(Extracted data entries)
+===+

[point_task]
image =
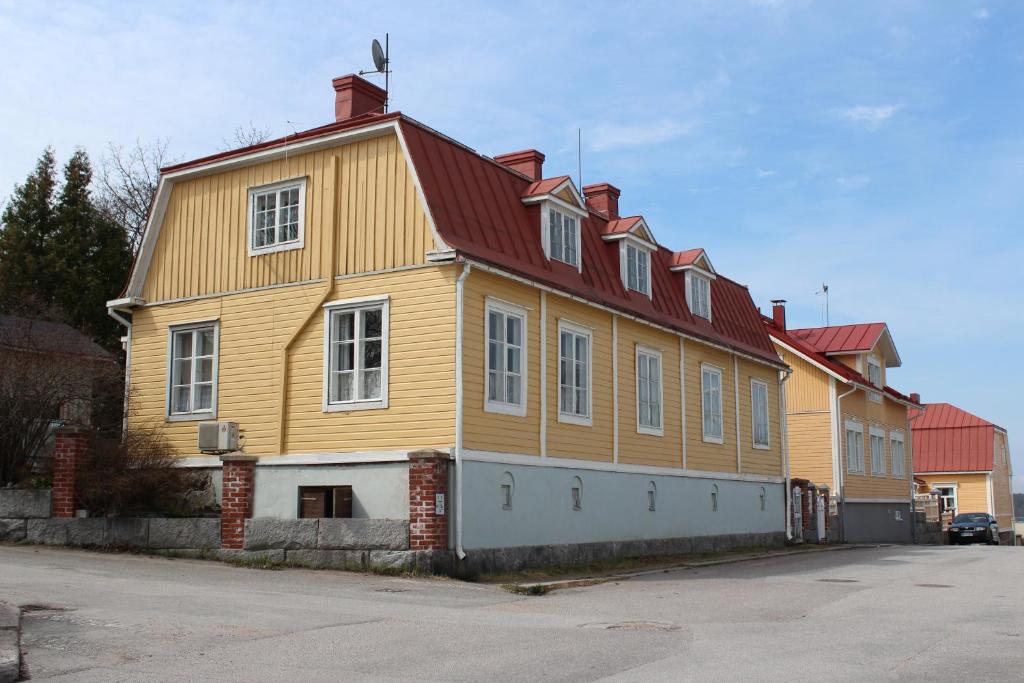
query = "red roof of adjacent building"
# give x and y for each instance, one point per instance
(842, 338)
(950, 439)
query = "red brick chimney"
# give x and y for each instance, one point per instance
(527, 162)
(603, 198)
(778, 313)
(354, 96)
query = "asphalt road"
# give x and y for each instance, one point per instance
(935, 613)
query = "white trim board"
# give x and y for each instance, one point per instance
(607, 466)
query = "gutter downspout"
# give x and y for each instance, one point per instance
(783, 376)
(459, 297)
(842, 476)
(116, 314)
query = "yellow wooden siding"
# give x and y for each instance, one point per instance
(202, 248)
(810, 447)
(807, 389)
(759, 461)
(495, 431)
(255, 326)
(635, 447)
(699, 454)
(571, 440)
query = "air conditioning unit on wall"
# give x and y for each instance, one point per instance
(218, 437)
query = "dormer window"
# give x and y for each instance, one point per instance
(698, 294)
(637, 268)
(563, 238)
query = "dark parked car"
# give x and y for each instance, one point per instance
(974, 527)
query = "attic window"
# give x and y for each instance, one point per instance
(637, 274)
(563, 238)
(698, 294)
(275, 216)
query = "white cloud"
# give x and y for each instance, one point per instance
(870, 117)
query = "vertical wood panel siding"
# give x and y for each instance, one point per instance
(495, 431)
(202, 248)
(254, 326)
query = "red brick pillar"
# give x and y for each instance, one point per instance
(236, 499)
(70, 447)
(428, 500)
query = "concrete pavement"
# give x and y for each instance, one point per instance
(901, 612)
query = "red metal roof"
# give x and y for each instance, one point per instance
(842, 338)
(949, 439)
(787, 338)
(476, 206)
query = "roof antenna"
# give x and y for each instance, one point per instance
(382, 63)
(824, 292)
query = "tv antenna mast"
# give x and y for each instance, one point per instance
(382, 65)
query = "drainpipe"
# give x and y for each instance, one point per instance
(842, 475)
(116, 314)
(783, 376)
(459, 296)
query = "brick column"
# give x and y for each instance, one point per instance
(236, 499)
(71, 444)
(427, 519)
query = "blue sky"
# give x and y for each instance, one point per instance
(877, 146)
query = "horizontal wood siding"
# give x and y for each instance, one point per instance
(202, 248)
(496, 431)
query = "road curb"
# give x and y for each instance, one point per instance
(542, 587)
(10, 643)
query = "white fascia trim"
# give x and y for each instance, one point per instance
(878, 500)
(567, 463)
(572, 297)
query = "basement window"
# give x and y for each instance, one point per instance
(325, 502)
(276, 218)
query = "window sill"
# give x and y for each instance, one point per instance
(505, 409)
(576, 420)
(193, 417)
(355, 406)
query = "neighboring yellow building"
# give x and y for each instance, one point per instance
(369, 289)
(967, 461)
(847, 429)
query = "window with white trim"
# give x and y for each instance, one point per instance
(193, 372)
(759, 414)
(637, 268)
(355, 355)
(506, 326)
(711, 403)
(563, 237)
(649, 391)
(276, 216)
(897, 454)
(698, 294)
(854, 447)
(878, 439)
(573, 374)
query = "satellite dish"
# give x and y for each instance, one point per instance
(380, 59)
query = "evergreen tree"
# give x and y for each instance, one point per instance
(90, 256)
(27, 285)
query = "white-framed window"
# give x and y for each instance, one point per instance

+===+

# [EXERCISE DESCRIPTION]
If pictures appear among the records, do not carry them over; retype the rest exactly.

# [ANSWER FOR THIS EXERCISE]
[point_task]
image =
query = "red roof of adjacent building"
# give x and y for each instance, one point per instance
(842, 338)
(950, 439)
query = "red brick chimney"
# give x and y for each instance, one point per instance
(527, 162)
(603, 198)
(778, 313)
(354, 96)
query = "asphalt road"
# give x and y for each instance, one point per instance
(935, 613)
query = "white trim board"
# give x and y for each instance, one point per instance
(607, 466)
query = "gutter downspout"
# give x and y for each instance, one point per instance
(783, 376)
(459, 297)
(842, 476)
(116, 314)
query = "yellow wooden siding"
# give x and y for each instance, one point per instance
(202, 248)
(810, 447)
(807, 389)
(759, 461)
(495, 431)
(255, 326)
(635, 447)
(699, 454)
(571, 440)
query = "air conditioning unit on wall"
# give x and y for each instance, one point per instance
(218, 437)
query = "dormer window"
# give x and y for each instance, one point per instance
(698, 294)
(637, 268)
(563, 238)
query = "dark parked car"
# give x and y for each instance, one point per instance
(974, 527)
query = "attic window"
# give x and y for each instance, one point per instance
(637, 274)
(563, 238)
(698, 294)
(275, 216)
query = "white cloud"
# give x and y for each instance, one point per instance
(870, 117)
query = "vertical wood panel siding"
# give x and y for each instance, one point per instance
(495, 431)
(202, 248)
(254, 326)
query = "red brick pillar"
# give x and y for each instance, one point per instance
(236, 499)
(70, 447)
(428, 500)
query = "concrete pavement"
# give x and y for each instance, one point per instance
(901, 612)
query = "red metal roof"
# give x and y for each instance, one point per instance
(842, 338)
(949, 439)
(787, 338)
(476, 206)
query = "roof antenna"
# give x and y for each instance, one point per instance
(382, 63)
(824, 292)
query = "tv antenna mast"
# give x and y for each instance, one point per instance
(382, 65)
query = "drainpipe"
# give x and y for each instance, one point per instance
(842, 475)
(116, 314)
(783, 376)
(459, 296)
query = "brick column"
# give x and y for each instance, one point per instance
(236, 499)
(71, 444)
(427, 519)
query = "blue sky"
# give x and y for each instance, one point per instance
(877, 146)
query = "horizontal wood siding"
# give x and y for each instance, one point per instance
(202, 248)
(496, 431)
query = "road curb"
# give x and y for each instance, one point per instance
(542, 587)
(10, 643)
query = "white fascia trim"
# give x and y for each instance, one point per instance
(878, 500)
(567, 463)
(572, 297)
query = "basement window"
# give x and y for each instance, one point per instance
(325, 502)
(276, 218)
query = "window sill"
# give x and y for each instance, one point per instance
(505, 409)
(576, 420)
(193, 417)
(355, 406)
query = "neighboring yellow building"
# give x and y for each instance, one point per instance
(369, 289)
(967, 461)
(847, 429)
query = "window with white trim"
# give x and y for each instance, one point per instance
(193, 372)
(759, 414)
(637, 268)
(355, 355)
(506, 326)
(711, 403)
(563, 237)
(649, 391)
(276, 216)
(897, 454)
(698, 294)
(854, 447)
(878, 439)
(573, 374)
query = "satellite dish"
# give x and y for each instance, one point per instance
(380, 59)
query = "evergreen tree"
# give x and y for each instance, one point per instance
(90, 256)
(27, 285)
query = "white-framed window"
# give x and y for each instance, one point per instance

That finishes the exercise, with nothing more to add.